Exercise: Format every line of the material below as a numbered list, skipping blank lines and leaving out the pictures.
[Material for the task start]
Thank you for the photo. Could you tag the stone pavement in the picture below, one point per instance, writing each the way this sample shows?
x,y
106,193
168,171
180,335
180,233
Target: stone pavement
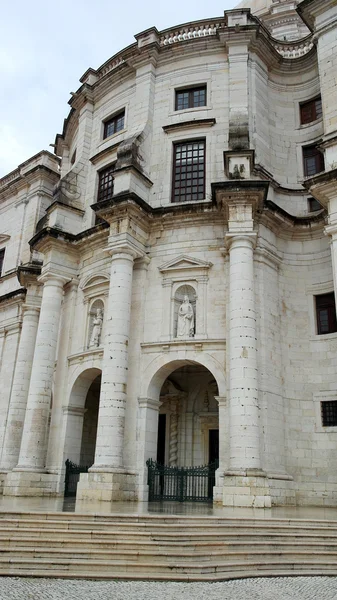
[Material for the task end]
Solution to this problem:
1. Thank you for the photo. Could you tag the stone pavement in the picture below, one point per instance, writing each the way this sample shows?
2. x,y
3. 106,193
4. 168,171
5. 180,335
6. 180,233
7. Target: stone pavement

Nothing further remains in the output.